• Extracted records:
########################################

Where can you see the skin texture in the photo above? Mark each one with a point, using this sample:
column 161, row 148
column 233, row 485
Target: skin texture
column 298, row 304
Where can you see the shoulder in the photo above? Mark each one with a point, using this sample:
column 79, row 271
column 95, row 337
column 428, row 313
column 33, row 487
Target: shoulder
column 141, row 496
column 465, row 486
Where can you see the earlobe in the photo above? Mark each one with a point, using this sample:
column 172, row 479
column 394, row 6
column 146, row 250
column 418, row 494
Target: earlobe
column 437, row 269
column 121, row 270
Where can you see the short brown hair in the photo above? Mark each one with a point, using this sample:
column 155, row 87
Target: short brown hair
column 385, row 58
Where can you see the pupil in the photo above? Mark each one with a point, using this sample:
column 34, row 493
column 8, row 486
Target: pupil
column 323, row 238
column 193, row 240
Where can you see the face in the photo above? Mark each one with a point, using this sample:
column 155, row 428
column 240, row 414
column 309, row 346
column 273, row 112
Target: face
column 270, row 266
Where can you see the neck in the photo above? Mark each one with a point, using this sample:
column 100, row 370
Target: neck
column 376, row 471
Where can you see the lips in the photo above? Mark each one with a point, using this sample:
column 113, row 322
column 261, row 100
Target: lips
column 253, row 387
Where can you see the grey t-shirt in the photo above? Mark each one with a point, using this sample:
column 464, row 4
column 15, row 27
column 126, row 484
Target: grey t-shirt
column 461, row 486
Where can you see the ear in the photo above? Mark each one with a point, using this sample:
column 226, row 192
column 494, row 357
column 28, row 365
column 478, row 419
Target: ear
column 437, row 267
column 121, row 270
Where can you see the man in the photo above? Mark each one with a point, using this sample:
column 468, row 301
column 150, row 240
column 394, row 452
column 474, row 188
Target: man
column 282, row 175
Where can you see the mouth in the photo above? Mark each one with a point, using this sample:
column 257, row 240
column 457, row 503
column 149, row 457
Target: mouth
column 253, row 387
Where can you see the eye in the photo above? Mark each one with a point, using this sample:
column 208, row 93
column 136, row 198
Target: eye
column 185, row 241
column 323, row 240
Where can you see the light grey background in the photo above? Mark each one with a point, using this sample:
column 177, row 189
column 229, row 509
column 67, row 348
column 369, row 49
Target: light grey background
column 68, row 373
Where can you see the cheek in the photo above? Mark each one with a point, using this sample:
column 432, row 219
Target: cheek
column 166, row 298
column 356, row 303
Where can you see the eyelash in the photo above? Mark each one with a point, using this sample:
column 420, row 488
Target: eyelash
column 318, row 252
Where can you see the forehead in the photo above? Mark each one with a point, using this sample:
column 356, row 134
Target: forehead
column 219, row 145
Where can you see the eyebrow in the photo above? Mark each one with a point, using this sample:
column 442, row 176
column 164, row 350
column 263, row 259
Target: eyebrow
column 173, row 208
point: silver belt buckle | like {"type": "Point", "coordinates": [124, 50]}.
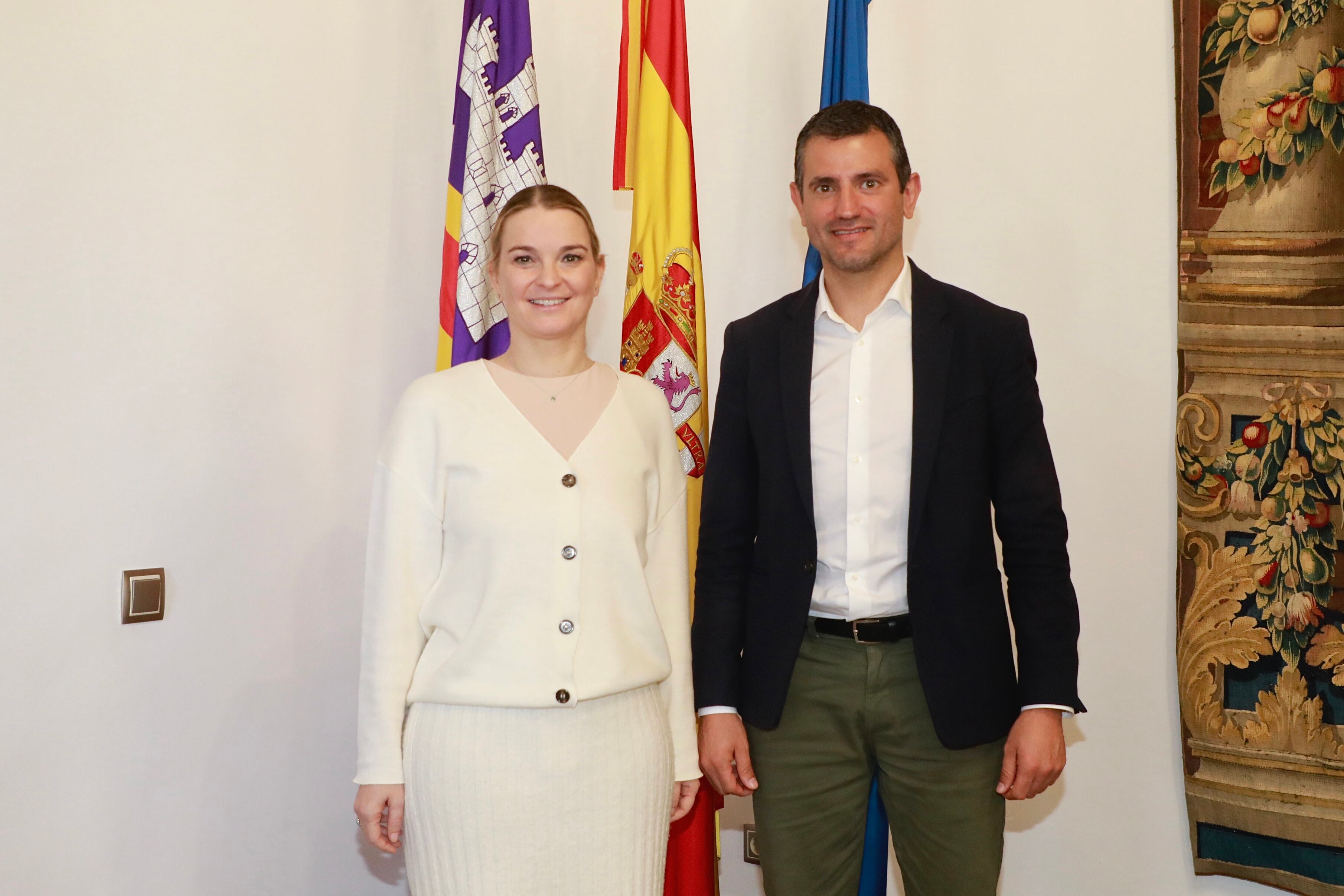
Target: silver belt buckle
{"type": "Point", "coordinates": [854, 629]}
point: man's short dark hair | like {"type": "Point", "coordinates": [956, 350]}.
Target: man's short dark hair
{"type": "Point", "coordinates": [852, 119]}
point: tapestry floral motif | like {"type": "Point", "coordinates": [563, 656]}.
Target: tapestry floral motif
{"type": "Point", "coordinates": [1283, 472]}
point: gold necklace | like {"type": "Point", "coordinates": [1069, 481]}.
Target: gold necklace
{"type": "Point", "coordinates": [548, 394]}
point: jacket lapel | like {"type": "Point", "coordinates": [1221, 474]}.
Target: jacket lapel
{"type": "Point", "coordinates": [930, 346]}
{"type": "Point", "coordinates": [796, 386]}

########################################

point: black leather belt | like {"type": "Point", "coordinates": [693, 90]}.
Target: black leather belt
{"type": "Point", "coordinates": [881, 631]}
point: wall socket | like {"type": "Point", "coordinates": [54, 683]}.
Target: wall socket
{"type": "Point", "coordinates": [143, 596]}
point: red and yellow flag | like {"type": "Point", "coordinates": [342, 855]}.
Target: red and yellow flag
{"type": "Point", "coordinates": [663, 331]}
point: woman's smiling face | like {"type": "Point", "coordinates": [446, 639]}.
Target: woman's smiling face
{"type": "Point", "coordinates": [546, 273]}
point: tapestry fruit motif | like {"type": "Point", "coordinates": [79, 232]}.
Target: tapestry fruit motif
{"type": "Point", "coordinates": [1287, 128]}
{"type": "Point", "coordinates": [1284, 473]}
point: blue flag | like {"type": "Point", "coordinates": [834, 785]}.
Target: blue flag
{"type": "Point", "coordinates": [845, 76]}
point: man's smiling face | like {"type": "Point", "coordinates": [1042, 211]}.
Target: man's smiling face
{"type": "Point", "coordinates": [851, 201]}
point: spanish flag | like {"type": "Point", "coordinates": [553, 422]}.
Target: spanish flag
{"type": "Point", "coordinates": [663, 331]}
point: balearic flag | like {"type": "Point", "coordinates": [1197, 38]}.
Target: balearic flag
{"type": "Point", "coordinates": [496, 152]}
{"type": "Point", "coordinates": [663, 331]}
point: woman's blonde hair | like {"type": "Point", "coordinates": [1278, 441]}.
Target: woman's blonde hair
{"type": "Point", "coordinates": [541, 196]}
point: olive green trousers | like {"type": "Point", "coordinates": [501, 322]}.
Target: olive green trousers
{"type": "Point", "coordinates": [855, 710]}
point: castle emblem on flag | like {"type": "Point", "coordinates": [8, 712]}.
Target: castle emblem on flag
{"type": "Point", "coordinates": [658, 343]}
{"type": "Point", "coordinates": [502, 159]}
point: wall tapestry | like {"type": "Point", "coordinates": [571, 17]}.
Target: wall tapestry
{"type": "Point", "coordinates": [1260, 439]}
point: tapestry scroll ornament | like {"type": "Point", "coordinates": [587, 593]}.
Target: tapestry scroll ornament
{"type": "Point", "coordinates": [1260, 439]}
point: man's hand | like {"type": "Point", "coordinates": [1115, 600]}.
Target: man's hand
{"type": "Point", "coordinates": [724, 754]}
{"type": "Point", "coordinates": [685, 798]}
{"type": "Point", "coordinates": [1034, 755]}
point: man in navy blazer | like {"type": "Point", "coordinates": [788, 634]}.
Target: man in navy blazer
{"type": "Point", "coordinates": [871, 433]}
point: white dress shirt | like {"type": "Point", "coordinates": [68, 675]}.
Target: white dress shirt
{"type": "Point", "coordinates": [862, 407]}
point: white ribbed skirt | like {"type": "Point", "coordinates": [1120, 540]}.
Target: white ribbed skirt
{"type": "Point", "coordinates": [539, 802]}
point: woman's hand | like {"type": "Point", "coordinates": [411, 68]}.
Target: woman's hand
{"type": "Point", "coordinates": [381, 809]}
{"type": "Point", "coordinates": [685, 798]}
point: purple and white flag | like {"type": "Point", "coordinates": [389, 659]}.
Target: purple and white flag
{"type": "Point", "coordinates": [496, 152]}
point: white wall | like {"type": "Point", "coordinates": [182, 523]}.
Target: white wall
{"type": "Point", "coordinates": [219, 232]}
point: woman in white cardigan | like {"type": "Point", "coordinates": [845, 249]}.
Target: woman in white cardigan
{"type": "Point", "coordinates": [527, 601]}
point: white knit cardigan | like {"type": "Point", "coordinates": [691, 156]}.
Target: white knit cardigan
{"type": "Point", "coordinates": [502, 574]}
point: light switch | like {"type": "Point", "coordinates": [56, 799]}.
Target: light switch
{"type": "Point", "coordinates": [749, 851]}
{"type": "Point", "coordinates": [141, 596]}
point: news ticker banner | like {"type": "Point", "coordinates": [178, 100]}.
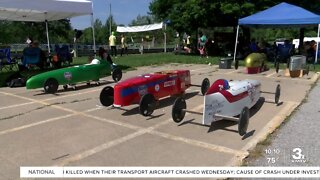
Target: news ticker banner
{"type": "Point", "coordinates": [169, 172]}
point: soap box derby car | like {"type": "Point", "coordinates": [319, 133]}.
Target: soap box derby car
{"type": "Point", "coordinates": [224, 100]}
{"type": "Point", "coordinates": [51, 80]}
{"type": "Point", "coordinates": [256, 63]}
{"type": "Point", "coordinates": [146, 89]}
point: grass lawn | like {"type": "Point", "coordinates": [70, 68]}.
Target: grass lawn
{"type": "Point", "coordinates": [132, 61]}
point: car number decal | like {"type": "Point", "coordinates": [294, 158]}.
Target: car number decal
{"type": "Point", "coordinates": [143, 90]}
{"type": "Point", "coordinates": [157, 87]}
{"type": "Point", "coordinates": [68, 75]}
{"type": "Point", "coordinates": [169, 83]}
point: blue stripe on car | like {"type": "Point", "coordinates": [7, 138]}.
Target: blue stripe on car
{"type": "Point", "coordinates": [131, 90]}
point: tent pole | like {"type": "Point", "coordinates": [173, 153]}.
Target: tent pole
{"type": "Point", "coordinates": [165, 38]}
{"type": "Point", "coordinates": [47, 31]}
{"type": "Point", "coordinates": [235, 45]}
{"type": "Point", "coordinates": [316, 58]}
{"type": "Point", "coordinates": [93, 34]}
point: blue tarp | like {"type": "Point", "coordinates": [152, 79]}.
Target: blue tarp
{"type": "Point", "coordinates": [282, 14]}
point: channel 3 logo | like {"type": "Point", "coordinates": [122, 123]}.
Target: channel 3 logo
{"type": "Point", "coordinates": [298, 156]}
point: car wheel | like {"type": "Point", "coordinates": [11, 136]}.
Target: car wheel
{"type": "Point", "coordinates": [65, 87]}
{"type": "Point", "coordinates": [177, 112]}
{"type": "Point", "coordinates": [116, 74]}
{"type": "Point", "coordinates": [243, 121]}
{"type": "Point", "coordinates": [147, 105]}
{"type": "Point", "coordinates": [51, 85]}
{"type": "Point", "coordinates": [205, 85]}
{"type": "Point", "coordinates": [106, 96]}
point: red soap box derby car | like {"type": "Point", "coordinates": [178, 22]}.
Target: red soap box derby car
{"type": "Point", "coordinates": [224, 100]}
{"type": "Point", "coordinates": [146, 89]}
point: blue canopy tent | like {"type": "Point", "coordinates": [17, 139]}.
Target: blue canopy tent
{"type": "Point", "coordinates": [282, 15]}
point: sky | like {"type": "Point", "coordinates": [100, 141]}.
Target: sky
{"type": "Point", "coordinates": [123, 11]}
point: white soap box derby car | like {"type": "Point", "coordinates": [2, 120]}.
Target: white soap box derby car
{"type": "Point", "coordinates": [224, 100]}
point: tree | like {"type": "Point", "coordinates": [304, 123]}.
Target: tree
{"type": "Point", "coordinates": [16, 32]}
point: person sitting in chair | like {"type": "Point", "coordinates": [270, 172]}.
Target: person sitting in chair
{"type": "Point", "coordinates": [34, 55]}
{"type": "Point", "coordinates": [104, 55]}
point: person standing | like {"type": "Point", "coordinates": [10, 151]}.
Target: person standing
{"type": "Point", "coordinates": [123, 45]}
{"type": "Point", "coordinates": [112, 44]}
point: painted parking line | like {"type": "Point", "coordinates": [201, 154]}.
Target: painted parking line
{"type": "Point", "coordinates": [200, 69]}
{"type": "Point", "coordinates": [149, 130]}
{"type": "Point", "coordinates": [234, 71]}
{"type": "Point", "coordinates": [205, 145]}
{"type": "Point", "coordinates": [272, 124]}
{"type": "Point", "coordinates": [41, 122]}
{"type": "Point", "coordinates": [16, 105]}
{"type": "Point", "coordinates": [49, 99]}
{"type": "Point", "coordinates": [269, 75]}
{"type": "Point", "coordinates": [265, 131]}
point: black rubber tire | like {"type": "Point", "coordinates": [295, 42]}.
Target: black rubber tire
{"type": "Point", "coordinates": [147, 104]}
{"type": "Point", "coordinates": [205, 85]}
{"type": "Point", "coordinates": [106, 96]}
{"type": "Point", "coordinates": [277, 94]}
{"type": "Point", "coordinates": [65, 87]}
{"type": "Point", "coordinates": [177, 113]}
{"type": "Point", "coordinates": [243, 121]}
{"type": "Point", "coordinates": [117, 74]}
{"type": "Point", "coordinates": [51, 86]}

########################################

Above are the records. Copy the lines beginning at the one that has "Target: pupil" and ending with the one that has "column 420, row 488", unchanged.

Target: pupil
column 323, row 238
column 193, row 240
Where can you see the face in the photo above? Mark each one with a point, using this sample:
column 155, row 428
column 240, row 414
column 309, row 346
column 273, row 112
Target: face
column 270, row 266
Where can you see the neck in the photo above? Mark each one with a point, using this sample:
column 100, row 370
Target: neck
column 376, row 471
Where can you see the lips in the photo above? Mark each one with a point, using this sample:
column 113, row 322
column 261, row 100
Target: lips
column 253, row 387
Where can you see the grey t-shirt in the photo above? Mark each one with a point, using this sample:
column 464, row 4
column 15, row 27
column 126, row 484
Target: grey t-shirt
column 461, row 486
Where can you see the ear in the photo above? Mark each one with a point, using this sample:
column 226, row 192
column 494, row 357
column 28, row 365
column 478, row 419
Target: ear
column 437, row 267
column 121, row 270
Where can you see the man in the photo above? Mark each one with a point, using this sample:
column 468, row 301
column 150, row 240
column 394, row 452
column 474, row 188
Target: man
column 282, row 175
Where can you see the mouth in the photo above? Mark each one with a point, using this sample:
column 257, row 240
column 457, row 503
column 149, row 457
Target: mouth
column 253, row 387
Where can you see the eye in the photo above? Mark each one with a point, using this sample:
column 208, row 93
column 136, row 198
Target: eye
column 185, row 241
column 323, row 240
Where can you see the light grey background in the photo above? Mark each one with a point, using this sample:
column 177, row 189
column 229, row 509
column 67, row 348
column 369, row 49
Target: light grey background
column 68, row 373
Where can you see the cheek in the photo above? Mark each one with a point, using this sample:
column 432, row 219
Target: cheek
column 166, row 298
column 356, row 303
Where can you see the eyelash in the photo above? Mark each one with a point, using this sample:
column 420, row 488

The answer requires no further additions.